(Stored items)
........

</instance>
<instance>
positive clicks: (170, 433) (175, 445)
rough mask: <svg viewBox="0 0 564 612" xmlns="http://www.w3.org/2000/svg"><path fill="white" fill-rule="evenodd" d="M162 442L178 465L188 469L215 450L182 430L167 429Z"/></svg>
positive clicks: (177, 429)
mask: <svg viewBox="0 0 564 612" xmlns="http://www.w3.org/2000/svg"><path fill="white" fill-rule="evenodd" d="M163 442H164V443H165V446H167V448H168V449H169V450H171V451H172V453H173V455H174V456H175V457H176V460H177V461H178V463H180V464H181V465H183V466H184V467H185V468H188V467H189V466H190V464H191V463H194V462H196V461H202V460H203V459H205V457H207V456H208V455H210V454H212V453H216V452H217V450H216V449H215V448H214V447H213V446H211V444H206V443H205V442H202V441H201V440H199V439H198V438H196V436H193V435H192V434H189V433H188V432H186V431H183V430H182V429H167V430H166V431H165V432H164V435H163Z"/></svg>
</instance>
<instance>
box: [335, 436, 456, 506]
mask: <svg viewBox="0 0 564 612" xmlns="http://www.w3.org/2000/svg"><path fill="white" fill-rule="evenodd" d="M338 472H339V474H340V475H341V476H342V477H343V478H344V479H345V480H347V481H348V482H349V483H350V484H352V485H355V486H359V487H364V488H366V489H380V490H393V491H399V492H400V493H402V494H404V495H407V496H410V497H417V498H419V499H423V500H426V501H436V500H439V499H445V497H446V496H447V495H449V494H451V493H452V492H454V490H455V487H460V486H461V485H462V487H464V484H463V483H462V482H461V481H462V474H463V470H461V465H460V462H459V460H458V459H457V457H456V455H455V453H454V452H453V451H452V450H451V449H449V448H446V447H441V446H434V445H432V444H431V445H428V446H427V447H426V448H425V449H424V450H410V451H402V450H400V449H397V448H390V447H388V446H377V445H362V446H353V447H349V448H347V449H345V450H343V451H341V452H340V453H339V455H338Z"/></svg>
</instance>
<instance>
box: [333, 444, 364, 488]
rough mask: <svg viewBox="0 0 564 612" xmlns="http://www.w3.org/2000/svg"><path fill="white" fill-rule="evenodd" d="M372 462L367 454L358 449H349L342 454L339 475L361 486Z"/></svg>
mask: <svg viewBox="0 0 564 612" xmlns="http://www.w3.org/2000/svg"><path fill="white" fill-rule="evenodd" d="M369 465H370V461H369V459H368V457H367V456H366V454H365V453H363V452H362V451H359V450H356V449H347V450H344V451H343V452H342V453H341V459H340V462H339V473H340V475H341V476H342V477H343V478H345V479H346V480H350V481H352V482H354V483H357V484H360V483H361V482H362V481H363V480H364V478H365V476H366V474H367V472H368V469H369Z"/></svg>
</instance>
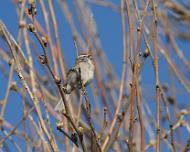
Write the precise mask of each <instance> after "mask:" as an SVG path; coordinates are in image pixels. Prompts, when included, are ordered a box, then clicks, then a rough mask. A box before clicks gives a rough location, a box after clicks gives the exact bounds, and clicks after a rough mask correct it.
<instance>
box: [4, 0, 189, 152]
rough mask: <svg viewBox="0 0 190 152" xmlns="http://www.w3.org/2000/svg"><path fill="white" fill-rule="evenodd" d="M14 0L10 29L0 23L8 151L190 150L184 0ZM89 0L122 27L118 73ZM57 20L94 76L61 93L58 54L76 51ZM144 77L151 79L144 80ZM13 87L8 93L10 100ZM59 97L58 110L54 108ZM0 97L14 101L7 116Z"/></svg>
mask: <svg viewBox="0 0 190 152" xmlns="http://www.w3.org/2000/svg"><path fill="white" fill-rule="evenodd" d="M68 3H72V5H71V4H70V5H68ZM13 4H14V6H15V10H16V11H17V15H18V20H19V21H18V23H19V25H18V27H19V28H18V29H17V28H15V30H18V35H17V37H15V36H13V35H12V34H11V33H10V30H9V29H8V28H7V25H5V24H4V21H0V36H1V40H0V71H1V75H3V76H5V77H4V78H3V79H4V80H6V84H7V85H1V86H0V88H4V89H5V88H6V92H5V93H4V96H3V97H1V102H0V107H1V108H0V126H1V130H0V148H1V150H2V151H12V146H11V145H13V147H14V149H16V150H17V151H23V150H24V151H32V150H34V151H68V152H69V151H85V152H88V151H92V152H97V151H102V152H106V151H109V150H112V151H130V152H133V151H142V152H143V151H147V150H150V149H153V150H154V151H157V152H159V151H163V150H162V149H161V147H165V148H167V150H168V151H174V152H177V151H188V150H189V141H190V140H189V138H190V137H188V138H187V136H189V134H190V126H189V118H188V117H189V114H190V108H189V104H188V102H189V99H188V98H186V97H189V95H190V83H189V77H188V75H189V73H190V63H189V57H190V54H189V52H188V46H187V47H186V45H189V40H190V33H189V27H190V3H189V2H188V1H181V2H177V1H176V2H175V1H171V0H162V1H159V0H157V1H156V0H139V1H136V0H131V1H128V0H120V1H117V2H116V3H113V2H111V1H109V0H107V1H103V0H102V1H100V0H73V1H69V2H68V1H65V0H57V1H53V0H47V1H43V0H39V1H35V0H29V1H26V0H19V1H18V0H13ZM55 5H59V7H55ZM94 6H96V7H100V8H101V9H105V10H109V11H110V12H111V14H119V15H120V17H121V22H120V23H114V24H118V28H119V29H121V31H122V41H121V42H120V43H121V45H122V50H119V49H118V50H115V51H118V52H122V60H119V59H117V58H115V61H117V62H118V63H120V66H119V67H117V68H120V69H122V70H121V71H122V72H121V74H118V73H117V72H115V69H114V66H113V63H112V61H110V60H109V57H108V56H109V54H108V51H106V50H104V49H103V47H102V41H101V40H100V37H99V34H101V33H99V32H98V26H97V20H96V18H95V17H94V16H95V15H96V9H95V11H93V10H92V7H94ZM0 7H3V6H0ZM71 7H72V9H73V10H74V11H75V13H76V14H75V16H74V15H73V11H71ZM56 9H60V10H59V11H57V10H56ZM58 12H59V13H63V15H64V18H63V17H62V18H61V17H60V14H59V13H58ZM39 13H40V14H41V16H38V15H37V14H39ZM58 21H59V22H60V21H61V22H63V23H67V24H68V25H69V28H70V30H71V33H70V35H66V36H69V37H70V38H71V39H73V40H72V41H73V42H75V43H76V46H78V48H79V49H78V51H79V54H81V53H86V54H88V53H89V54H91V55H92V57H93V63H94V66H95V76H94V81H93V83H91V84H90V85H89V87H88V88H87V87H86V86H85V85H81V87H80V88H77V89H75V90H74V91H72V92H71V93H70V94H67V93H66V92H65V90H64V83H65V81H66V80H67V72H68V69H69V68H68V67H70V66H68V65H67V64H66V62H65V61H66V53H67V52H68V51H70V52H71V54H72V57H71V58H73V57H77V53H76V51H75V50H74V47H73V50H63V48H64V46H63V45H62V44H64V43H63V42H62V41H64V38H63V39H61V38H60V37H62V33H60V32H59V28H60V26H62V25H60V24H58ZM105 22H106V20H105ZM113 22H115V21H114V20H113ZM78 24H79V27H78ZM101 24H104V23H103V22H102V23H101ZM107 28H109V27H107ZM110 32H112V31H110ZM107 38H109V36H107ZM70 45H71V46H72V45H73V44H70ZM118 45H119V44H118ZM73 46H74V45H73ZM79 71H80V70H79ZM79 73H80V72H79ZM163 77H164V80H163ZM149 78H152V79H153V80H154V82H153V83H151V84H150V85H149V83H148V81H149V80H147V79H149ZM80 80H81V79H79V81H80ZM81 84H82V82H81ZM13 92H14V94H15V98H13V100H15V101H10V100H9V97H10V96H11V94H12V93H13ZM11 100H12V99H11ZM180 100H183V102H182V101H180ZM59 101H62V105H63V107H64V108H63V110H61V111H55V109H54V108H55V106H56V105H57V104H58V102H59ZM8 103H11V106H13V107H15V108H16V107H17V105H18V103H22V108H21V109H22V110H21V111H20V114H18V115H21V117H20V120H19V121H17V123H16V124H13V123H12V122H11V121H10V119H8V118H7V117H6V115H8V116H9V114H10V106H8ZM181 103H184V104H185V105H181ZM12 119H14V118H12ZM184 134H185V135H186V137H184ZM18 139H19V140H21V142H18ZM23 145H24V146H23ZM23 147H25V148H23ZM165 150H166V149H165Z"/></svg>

........

**Your task**
Only the lines above starting with the line with "462L367 454L358 449H349L342" and going on through the line with "box: [4, 0, 189, 152]" belong in the answer; repeat them exactly, minus any picture.

**Written response**
rough mask: <svg viewBox="0 0 564 612" xmlns="http://www.w3.org/2000/svg"><path fill="white" fill-rule="evenodd" d="M372 462L367 454L358 449H349L342 454L339 475L361 486Z"/></svg>
mask: <svg viewBox="0 0 564 612" xmlns="http://www.w3.org/2000/svg"><path fill="white" fill-rule="evenodd" d="M369 465H370V461H369V459H368V457H367V456H366V454H365V453H363V452H362V451H359V450H356V449H347V450H344V451H343V452H342V453H341V459H340V462H339V473H340V475H341V476H342V477H343V478H345V479H346V480H350V481H352V482H354V483H357V484H360V483H361V482H362V481H363V480H364V478H365V476H366V474H367V472H368V469H369Z"/></svg>
</instance>
Write the precise mask of each <instance> after "mask:" as an SVG path; coordinates are in image pixels. Prompts, when included, are ordered a box, then clicks, then a rough mask. A box before clicks gives a rough location, a box after clicks gives the exact bounds, and clicks after a rough mask correct it.
<instance>
box: [4, 0, 189, 152]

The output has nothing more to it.